• _THE EXERCISE_:
Transcribe the following lines character for character, with no changes.

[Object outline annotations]

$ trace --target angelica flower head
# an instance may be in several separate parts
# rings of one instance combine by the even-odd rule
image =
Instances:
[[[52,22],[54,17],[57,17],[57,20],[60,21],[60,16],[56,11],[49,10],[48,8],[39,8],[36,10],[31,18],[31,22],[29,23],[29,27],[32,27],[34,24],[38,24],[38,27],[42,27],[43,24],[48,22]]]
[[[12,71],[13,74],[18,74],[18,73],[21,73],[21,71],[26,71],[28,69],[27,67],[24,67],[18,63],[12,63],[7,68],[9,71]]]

• _ANSWER FOR THIS EXERCISE_:
$ trace --target angelica flower head
# an instance may be in several separate parts
# rings of one instance combine by the even-odd rule
image =
Instances:
[[[52,22],[54,17],[57,17],[57,20],[60,21],[60,16],[56,11],[49,10],[48,8],[39,8],[36,10],[31,18],[31,22],[29,23],[29,27],[32,27],[34,24],[38,24],[38,27],[42,27],[43,24],[48,22]]]
[[[12,71],[13,74],[18,74],[18,73],[21,73],[21,71],[26,71],[28,69],[27,67],[24,67],[18,63],[12,63],[7,68],[9,71]]]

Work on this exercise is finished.